Give each record below again, without a single difference.

::::::

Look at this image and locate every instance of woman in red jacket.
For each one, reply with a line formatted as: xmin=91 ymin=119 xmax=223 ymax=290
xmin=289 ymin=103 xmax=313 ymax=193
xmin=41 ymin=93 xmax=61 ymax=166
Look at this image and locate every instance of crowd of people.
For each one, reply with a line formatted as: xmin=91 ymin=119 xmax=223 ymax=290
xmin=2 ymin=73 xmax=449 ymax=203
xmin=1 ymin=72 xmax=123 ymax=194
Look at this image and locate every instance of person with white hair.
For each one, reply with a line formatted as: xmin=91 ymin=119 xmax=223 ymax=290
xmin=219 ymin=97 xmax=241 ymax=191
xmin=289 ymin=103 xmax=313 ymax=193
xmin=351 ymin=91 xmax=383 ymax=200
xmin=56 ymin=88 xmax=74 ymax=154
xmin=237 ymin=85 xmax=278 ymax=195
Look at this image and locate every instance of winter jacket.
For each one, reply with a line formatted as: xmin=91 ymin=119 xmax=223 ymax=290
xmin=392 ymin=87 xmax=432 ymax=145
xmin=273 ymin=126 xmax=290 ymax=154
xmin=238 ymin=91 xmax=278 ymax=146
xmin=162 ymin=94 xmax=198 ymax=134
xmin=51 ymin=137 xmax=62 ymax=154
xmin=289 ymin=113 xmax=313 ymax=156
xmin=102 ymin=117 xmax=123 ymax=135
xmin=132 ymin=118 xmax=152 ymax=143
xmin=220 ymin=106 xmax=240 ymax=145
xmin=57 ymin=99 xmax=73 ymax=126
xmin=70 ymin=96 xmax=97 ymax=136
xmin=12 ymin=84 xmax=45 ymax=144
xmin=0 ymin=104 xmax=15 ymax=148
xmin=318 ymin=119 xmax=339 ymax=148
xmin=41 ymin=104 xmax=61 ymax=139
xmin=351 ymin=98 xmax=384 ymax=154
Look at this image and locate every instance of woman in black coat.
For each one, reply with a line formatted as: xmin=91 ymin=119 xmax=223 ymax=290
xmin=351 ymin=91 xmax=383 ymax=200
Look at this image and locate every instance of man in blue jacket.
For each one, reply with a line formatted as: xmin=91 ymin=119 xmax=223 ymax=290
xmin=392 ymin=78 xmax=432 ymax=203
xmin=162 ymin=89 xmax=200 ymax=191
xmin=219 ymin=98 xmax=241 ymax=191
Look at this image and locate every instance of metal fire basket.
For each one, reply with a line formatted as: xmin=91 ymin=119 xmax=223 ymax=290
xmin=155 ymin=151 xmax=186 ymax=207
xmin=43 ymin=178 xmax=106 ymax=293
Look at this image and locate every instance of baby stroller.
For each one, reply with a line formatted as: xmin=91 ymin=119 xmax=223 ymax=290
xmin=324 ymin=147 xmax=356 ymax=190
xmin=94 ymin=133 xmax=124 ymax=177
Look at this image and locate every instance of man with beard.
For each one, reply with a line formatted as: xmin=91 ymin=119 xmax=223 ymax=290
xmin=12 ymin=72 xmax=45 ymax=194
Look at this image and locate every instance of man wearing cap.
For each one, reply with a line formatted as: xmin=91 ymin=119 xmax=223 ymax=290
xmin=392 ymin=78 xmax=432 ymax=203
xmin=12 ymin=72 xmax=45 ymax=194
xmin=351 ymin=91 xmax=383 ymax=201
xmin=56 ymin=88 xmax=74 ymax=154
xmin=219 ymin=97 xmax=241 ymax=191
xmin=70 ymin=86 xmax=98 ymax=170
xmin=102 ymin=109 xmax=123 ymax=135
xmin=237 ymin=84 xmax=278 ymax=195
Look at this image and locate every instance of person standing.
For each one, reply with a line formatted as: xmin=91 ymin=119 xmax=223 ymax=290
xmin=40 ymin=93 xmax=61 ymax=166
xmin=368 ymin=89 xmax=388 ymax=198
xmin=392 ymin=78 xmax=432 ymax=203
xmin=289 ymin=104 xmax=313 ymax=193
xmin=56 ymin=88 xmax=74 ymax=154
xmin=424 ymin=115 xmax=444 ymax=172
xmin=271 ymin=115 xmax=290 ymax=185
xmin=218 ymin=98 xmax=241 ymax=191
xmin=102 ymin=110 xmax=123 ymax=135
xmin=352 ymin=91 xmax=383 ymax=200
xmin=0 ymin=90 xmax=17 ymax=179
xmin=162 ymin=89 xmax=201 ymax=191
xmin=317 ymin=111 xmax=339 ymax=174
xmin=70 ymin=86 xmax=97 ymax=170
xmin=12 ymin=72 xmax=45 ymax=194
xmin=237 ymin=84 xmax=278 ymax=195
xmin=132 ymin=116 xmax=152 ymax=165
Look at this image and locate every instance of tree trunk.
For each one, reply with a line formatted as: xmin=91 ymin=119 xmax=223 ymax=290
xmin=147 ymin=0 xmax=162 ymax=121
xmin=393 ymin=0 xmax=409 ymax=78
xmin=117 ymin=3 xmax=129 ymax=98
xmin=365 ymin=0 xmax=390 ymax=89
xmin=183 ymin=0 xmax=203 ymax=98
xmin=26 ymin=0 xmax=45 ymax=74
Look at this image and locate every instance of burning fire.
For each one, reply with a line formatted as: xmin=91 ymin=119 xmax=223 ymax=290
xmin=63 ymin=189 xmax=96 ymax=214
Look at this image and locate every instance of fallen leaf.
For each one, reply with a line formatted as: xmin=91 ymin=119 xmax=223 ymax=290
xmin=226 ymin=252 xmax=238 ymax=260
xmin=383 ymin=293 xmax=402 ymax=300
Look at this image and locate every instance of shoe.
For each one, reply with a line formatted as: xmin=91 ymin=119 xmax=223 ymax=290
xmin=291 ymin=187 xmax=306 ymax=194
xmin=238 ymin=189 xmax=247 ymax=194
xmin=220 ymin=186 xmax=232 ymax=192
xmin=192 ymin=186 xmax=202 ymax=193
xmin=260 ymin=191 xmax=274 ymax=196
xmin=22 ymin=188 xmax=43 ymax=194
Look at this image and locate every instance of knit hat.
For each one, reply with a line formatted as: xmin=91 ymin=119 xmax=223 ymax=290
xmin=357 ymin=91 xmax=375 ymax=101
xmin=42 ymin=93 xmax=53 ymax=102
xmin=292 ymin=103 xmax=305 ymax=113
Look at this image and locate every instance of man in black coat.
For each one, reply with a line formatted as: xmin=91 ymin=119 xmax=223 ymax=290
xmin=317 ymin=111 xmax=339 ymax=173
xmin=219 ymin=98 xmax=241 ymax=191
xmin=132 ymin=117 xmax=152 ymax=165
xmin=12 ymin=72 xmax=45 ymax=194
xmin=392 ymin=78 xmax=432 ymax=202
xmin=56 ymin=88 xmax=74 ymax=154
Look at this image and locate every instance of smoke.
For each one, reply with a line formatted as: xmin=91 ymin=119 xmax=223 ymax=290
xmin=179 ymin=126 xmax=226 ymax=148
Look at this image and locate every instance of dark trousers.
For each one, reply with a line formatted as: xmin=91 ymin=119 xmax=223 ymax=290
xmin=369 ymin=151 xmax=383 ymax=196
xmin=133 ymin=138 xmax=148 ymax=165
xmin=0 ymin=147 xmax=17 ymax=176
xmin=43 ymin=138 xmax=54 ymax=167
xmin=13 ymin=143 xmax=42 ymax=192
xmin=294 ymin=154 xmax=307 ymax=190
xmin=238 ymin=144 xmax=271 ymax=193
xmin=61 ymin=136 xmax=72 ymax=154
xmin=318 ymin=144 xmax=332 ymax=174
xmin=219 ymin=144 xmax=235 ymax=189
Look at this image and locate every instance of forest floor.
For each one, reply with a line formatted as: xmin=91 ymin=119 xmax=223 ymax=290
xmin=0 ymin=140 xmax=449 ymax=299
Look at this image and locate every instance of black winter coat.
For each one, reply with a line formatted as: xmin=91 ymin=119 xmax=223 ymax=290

::::::

SOLUTION:
Look at this image and locate every instance of woman in red jacket.
For each one, reply with a line formatted as: xmin=91 ymin=119 xmax=223 ymax=290
xmin=289 ymin=103 xmax=313 ymax=193
xmin=41 ymin=93 xmax=61 ymax=166
Look at this image and locate every instance of crowd of people.
For each one, reply with a line formatted as: xmin=91 ymin=119 xmax=223 ymax=290
xmin=2 ymin=73 xmax=449 ymax=203
xmin=1 ymin=72 xmax=123 ymax=194
Look at this image and locate every instance of person with white hair.
For each one, reply with a line formatted as: xmin=91 ymin=119 xmax=223 ymax=290
xmin=219 ymin=97 xmax=241 ymax=191
xmin=289 ymin=103 xmax=313 ymax=193
xmin=351 ymin=91 xmax=383 ymax=200
xmin=56 ymin=88 xmax=74 ymax=154
xmin=237 ymin=85 xmax=278 ymax=195
Look at this image and locate every instance of winter jacket.
For each one, reply with a line formatted as: xmin=91 ymin=119 xmax=223 ymax=290
xmin=392 ymin=87 xmax=432 ymax=145
xmin=273 ymin=126 xmax=290 ymax=154
xmin=238 ymin=91 xmax=278 ymax=146
xmin=162 ymin=94 xmax=198 ymax=134
xmin=51 ymin=137 xmax=62 ymax=154
xmin=289 ymin=113 xmax=313 ymax=156
xmin=102 ymin=117 xmax=123 ymax=135
xmin=132 ymin=118 xmax=152 ymax=143
xmin=220 ymin=106 xmax=240 ymax=145
xmin=57 ymin=99 xmax=73 ymax=126
xmin=70 ymin=96 xmax=97 ymax=136
xmin=12 ymin=84 xmax=45 ymax=144
xmin=0 ymin=104 xmax=15 ymax=148
xmin=318 ymin=119 xmax=339 ymax=148
xmin=41 ymin=104 xmax=61 ymax=139
xmin=351 ymin=98 xmax=384 ymax=154
Look at this image and locate every instance of woman in black coat.
For each one, reply with a line formatted as: xmin=91 ymin=119 xmax=223 ymax=290
xmin=351 ymin=91 xmax=383 ymax=200
Look at this image and locate every instance of man in blue jacket.
For each one, reply with a line formatted as: xmin=91 ymin=119 xmax=223 ymax=290
xmin=392 ymin=78 xmax=432 ymax=203
xmin=162 ymin=89 xmax=200 ymax=191
xmin=219 ymin=98 xmax=241 ymax=191
Look at this image and locate every instance of metal fire basket.
For each one, reply with a line formatted as: xmin=91 ymin=119 xmax=223 ymax=290
xmin=155 ymin=151 xmax=186 ymax=207
xmin=43 ymin=178 xmax=106 ymax=293
Look at this image and locate every instance of baby stroller.
For each one, reply with a line formatted as: xmin=91 ymin=119 xmax=223 ymax=290
xmin=324 ymin=147 xmax=356 ymax=190
xmin=94 ymin=133 xmax=124 ymax=177
Look at this image and locate every instance of man with beard.
For each one, reply with a line formatted as: xmin=91 ymin=119 xmax=223 ymax=290
xmin=12 ymin=72 xmax=45 ymax=194
Look at this image and locate every instance of man wearing cap.
For each one, reply with a line formatted as: xmin=91 ymin=119 xmax=223 ymax=290
xmin=392 ymin=78 xmax=432 ymax=203
xmin=12 ymin=72 xmax=45 ymax=194
xmin=351 ymin=91 xmax=383 ymax=201
xmin=56 ymin=88 xmax=74 ymax=154
xmin=219 ymin=97 xmax=241 ymax=191
xmin=70 ymin=86 xmax=98 ymax=170
xmin=102 ymin=109 xmax=123 ymax=135
xmin=237 ymin=84 xmax=278 ymax=195
Look at this image and locate every instance of person standing.
For each one, reply with a line formatted as: xmin=91 ymin=119 xmax=223 ymax=290
xmin=40 ymin=93 xmax=61 ymax=166
xmin=368 ymin=89 xmax=388 ymax=198
xmin=392 ymin=78 xmax=432 ymax=203
xmin=289 ymin=104 xmax=313 ymax=193
xmin=56 ymin=88 xmax=74 ymax=154
xmin=424 ymin=115 xmax=444 ymax=172
xmin=271 ymin=115 xmax=290 ymax=185
xmin=218 ymin=98 xmax=241 ymax=191
xmin=102 ymin=110 xmax=123 ymax=135
xmin=352 ymin=91 xmax=383 ymax=200
xmin=0 ymin=90 xmax=17 ymax=179
xmin=162 ymin=89 xmax=201 ymax=191
xmin=317 ymin=111 xmax=339 ymax=174
xmin=70 ymin=86 xmax=97 ymax=170
xmin=12 ymin=72 xmax=45 ymax=194
xmin=237 ymin=84 xmax=278 ymax=195
xmin=132 ymin=116 xmax=152 ymax=165
Look at this image and locate every instance of tree trunk.
For each one, reply with a line formatted as: xmin=91 ymin=119 xmax=223 ymax=290
xmin=147 ymin=0 xmax=162 ymax=121
xmin=393 ymin=0 xmax=409 ymax=78
xmin=117 ymin=3 xmax=129 ymax=98
xmin=365 ymin=0 xmax=390 ymax=89
xmin=183 ymin=0 xmax=203 ymax=98
xmin=26 ymin=0 xmax=45 ymax=74
Look at this image and locate every instance of burning fire.
For each one, reply with a line formatted as: xmin=91 ymin=119 xmax=223 ymax=290
xmin=63 ymin=189 xmax=96 ymax=214
Look at this image and locate every instance of fallen leaf.
For each one, reply with a line formatted as: xmin=91 ymin=119 xmax=223 ymax=290
xmin=226 ymin=252 xmax=238 ymax=260
xmin=383 ymin=293 xmax=402 ymax=300
Look at this image and locate every instance of shoe.
For each one, reply with a line formatted as: xmin=91 ymin=119 xmax=223 ymax=290
xmin=291 ymin=187 xmax=306 ymax=194
xmin=238 ymin=189 xmax=247 ymax=194
xmin=220 ymin=186 xmax=232 ymax=192
xmin=192 ymin=186 xmax=202 ymax=193
xmin=260 ymin=191 xmax=274 ymax=196
xmin=22 ymin=188 xmax=43 ymax=194
Look at this image and locate every instance of knit hat.
For each one, reply with a line formatted as: xmin=91 ymin=119 xmax=223 ymax=290
xmin=357 ymin=91 xmax=375 ymax=101
xmin=42 ymin=93 xmax=53 ymax=102
xmin=292 ymin=103 xmax=305 ymax=113
Look at this image and locate every instance of man in black coat.
For each one, reply with a line formatted as: xmin=91 ymin=119 xmax=223 ymax=290
xmin=317 ymin=111 xmax=339 ymax=173
xmin=219 ymin=98 xmax=241 ymax=191
xmin=132 ymin=117 xmax=152 ymax=165
xmin=12 ymin=72 xmax=45 ymax=194
xmin=392 ymin=78 xmax=432 ymax=202
xmin=56 ymin=88 xmax=74 ymax=154
Look at this image and locate every instance of smoke.
For each one, reply with a line formatted as: xmin=91 ymin=119 xmax=223 ymax=290
xmin=179 ymin=126 xmax=226 ymax=148
Look at this image and locate every instance of dark trousers.
For each one, reply with a line formatted as: xmin=91 ymin=119 xmax=223 ymax=290
xmin=369 ymin=151 xmax=383 ymax=196
xmin=133 ymin=138 xmax=148 ymax=165
xmin=0 ymin=147 xmax=17 ymax=176
xmin=43 ymin=138 xmax=54 ymax=167
xmin=13 ymin=143 xmax=42 ymax=192
xmin=294 ymin=154 xmax=307 ymax=190
xmin=238 ymin=144 xmax=271 ymax=193
xmin=61 ymin=136 xmax=72 ymax=154
xmin=318 ymin=144 xmax=332 ymax=174
xmin=219 ymin=144 xmax=235 ymax=189
Look at this image and locate every instance of forest floor.
For each one, reply with a line formatted as: xmin=91 ymin=119 xmax=223 ymax=290
xmin=0 ymin=140 xmax=449 ymax=299
Look at this image and locate every instance of black winter coat.
For each one, reply with a line formatted as: xmin=91 ymin=119 xmax=223 ymax=290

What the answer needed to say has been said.